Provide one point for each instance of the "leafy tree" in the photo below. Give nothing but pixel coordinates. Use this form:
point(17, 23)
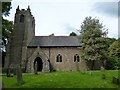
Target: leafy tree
point(114, 56)
point(93, 41)
point(7, 28)
point(73, 34)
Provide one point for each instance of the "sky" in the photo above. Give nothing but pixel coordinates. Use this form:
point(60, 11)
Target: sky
point(62, 17)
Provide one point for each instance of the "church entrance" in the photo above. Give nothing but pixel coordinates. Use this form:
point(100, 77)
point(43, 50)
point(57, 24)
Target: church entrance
point(38, 64)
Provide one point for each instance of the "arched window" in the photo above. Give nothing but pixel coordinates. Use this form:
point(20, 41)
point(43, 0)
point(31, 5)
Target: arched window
point(76, 58)
point(59, 58)
point(22, 18)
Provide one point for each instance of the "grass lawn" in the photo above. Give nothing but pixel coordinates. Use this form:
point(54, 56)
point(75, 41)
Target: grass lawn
point(64, 80)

PROBLEM STATEMENT:
Only a number is wanted here: the count of lines in the data that include the word "above".

RESPONSE BOX:
4